Return the full set of entries precisely. Do not carry over any pictures.

====== Task inputs

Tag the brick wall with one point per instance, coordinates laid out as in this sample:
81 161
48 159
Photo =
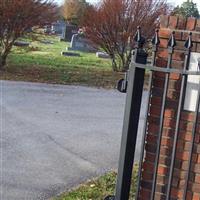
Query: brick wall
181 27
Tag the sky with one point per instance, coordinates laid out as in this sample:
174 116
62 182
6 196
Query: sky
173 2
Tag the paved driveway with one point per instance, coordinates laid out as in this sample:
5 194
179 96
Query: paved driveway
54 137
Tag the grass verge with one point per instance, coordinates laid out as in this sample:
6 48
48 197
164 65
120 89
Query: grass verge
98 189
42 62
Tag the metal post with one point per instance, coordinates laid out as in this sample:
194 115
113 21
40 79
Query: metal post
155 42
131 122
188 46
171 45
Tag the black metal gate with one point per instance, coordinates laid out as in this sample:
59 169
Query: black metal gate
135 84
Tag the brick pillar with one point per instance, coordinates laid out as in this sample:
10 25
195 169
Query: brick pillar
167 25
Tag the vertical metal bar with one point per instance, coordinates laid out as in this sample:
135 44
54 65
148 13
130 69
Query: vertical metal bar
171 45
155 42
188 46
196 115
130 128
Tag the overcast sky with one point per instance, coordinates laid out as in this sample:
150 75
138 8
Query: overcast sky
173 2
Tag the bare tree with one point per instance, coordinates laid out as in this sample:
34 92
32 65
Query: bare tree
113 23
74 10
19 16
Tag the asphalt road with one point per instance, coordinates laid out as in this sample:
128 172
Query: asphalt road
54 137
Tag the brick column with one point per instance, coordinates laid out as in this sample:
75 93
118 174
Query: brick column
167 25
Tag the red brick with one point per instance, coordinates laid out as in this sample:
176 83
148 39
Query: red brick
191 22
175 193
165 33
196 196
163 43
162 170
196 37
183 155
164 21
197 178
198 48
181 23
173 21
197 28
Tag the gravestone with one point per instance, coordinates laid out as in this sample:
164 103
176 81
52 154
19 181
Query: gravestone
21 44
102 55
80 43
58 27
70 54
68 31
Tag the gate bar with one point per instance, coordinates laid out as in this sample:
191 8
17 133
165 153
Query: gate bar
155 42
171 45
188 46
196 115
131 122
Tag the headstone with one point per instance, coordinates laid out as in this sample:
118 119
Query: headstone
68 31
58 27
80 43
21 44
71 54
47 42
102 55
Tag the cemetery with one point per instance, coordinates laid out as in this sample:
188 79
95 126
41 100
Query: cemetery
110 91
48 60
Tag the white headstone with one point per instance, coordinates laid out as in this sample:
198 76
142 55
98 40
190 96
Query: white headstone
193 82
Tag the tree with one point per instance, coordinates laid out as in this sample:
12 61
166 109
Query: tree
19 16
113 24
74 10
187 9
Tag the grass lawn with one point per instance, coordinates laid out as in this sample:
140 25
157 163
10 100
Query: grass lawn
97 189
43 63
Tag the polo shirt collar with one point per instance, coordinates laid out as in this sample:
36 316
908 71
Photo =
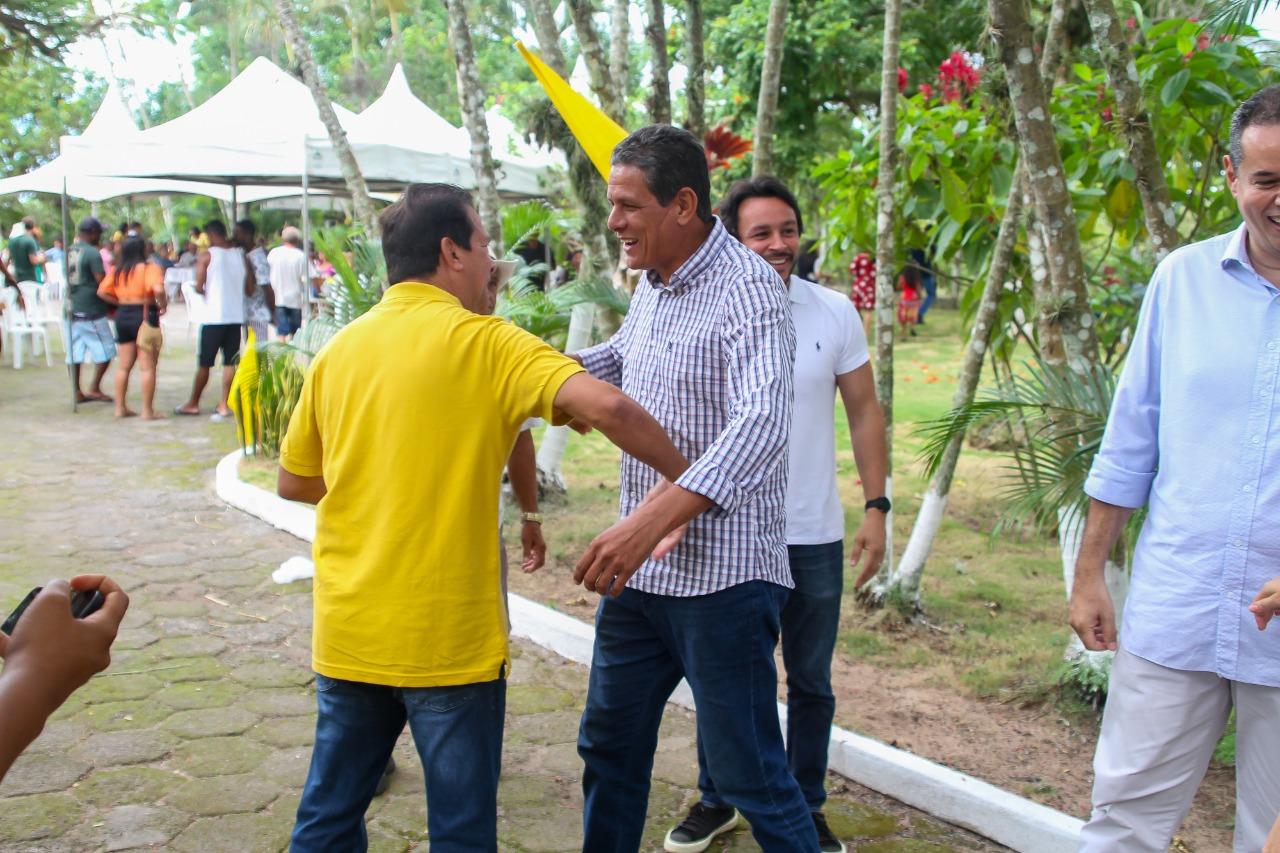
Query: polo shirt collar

============

→ Output
Tag the brick wall with one point per instance, coordinates laid out as in this sample:
81 161
48 159
Photo =
Query: brick wall
181 27
Tag the sky with one point per instance, coordinates laid out as in this sample:
174 116
62 182
6 196
Query: sky
173 2
Tag the paved driveway with one point per instance, coordinates laid out as in this sample:
5 194
179 96
Query: paved driveway
54 137
Tag the grass verge with one point per instance, coordinates laid out as in this sample:
6 48
48 197
164 65
120 89
Query: grass verge
98 189
42 62
Tag the metal post with one point per instance, coordinates laid out as in this sample:
194 115
113 21
40 79
Query: metal post
155 42
131 122
188 46
171 45
Tag the black metal gate with one point per instance, coordinates laid out as in this sample:
59 169
Query: black metal gate
135 84
Tag the brick pillar with one point per instance, coordinates laid out as in this sample:
10 25
195 169
Query: brick pillar
167 25
Tag the vertical metal bar with one point per instance, coordinates laid out as in this sample:
135 44
54 65
148 13
130 69
Query: vertical metal bar
171 45
155 42
188 46
196 115
130 128
Tag the overcast sky with one point per instance, coordinates laid out as in this sample:
150 75
138 8
Query: overcast sky
173 2
Tag the bare tree with one point per instance, coordinates laid out as in this sample:
34 92
32 65
Query: bare tree
113 23
74 10
19 16
Tag the asphalt road with one point per instance, coordinates laid out as in this sample:
128 172
Query: asphalt road
54 137
Tag the brick column with one point per instance, coordinates laid out as in this sample:
75 93
118 174
Query: brick column
167 25
Tag the red brick with one point per instance, coordinates laid out as in this sample:
176 83
148 39
Query: red brick
191 22
175 193
165 33
196 196
163 43
162 170
196 37
183 155
164 21
197 178
198 48
181 23
173 21
197 28
Tag the gravestone with one point per instance, coordinates laid out as in this sample:
164 103
176 81
52 154
19 181
Query: gravestone
21 44
102 55
80 43
58 27
70 54
68 31
Tag the gate bar with one point per instance, coordinates laid out as in this sample:
191 8
17 133
165 153
Query: gate bar
155 42
171 45
188 46
196 115
131 122
Tag the headstone with one point per instance, coordinates laid out as in this sample:
118 119
Query: headstone
68 31
58 27
80 43
21 44
71 54
47 42
102 55
Tag the cemetery with one point per instance, coordinates laid out as in this sample:
188 79
95 126
41 100
Query: cemetery
110 91
48 60
Tag the white headstone with one point per instance, coordinates laid out as in this sample:
198 76
142 55
98 40
190 96
Query: white headstone
193 82
Tag the tree with one point per instance, coordinates laid out as in this sample:
12 61
166 109
Query: tree
19 16
113 24
74 10
187 9
Tag the grass lawn with one point per instance, coordinates laid out as in this sample:
140 25
157 163
10 100
Query: grass lawn
97 189
43 63
Tag the polo shirt collar with one point per instance, coordinates laid out as in this sample:
36 316
908 71
Photo =
Query: polo shirt collar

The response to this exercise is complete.